● What is asked: In the records below, copy out word for word the lines beginning with the line that contains "contrail in the photo above." and continuing through the line that contains "reflection in the photo above.", with both of those lines included.

● Records provided:
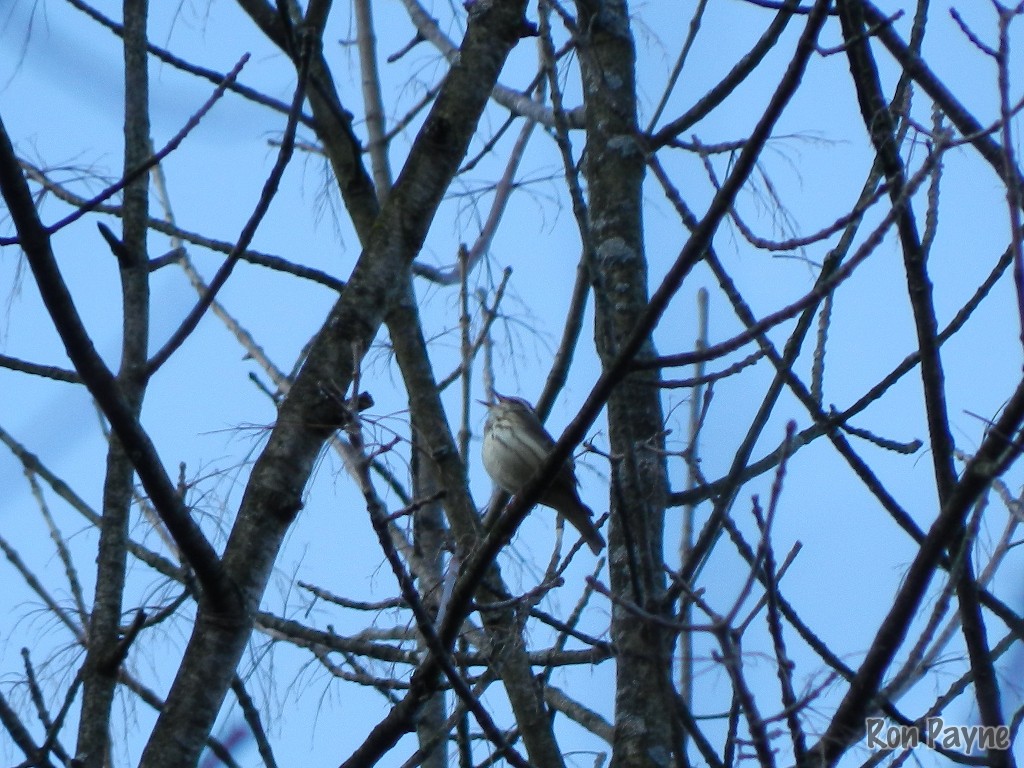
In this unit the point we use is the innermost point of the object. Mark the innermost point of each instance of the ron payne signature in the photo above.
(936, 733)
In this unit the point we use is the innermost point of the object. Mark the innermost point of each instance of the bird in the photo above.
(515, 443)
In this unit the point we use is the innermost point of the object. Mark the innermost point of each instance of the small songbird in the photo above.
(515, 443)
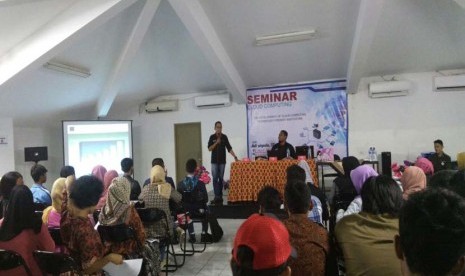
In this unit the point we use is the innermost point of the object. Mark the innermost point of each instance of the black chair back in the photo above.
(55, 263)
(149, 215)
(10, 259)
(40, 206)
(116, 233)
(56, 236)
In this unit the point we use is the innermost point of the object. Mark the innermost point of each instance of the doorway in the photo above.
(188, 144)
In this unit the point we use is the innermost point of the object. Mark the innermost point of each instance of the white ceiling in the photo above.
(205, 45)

* * *

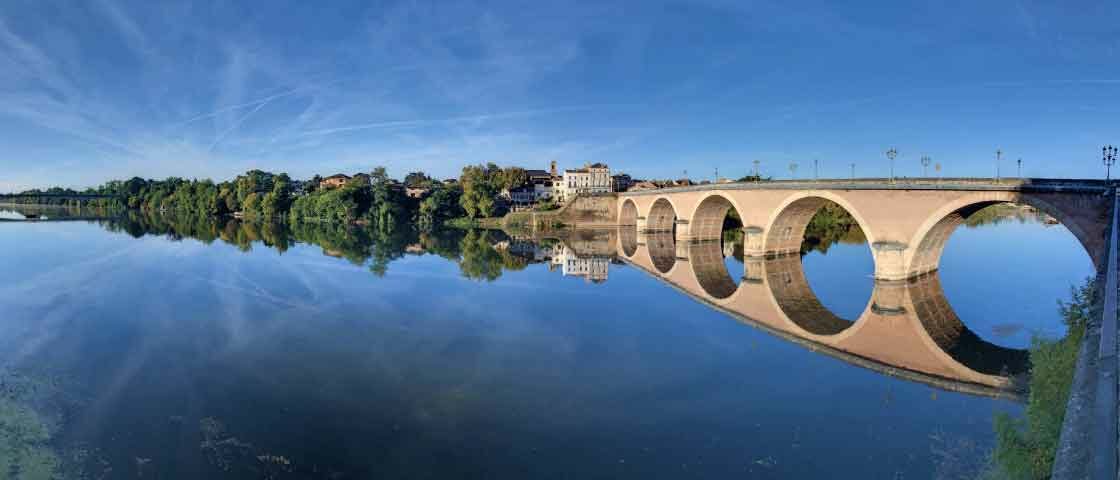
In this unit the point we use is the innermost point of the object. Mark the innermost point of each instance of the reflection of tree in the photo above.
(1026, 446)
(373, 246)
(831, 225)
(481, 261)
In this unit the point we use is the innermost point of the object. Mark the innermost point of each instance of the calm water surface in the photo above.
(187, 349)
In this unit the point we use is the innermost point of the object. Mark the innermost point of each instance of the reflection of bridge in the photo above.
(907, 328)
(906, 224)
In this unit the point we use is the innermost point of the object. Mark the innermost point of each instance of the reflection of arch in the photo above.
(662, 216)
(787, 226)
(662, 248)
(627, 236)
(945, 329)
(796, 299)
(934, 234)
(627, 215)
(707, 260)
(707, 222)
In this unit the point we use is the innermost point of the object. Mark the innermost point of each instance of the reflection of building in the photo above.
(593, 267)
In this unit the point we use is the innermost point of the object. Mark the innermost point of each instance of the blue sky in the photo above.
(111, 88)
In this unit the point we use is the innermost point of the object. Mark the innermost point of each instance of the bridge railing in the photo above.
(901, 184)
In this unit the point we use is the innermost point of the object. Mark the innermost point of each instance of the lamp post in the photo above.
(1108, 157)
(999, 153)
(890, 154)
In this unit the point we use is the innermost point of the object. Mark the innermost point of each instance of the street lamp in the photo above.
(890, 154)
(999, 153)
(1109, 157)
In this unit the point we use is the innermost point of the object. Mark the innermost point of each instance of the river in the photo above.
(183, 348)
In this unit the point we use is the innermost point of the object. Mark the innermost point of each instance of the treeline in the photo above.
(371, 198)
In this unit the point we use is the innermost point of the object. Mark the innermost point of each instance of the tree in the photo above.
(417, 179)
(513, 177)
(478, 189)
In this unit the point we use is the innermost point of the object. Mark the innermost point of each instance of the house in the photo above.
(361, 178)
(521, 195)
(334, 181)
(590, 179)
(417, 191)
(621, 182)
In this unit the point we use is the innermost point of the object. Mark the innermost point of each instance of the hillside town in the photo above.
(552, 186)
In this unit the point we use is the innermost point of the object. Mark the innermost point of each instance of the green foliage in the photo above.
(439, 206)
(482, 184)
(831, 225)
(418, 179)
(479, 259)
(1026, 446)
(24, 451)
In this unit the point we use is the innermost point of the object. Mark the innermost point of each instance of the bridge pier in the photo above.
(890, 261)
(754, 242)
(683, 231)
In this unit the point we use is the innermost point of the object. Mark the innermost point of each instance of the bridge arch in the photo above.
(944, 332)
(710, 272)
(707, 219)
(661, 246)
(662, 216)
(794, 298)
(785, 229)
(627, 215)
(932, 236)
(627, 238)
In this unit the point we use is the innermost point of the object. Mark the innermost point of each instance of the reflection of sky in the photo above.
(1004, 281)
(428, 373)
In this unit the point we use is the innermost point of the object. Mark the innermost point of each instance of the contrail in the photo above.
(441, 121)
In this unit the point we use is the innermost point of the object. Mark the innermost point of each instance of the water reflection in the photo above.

● Answer to this task:
In this unit the point we use is the innermost point of the object. Mark the innermost point of each instance of the contrail in the photo above.
(441, 121)
In this unit the point we use is the innermost point of the object. Mark the innermost point of each instance of the water reflection in the photo above.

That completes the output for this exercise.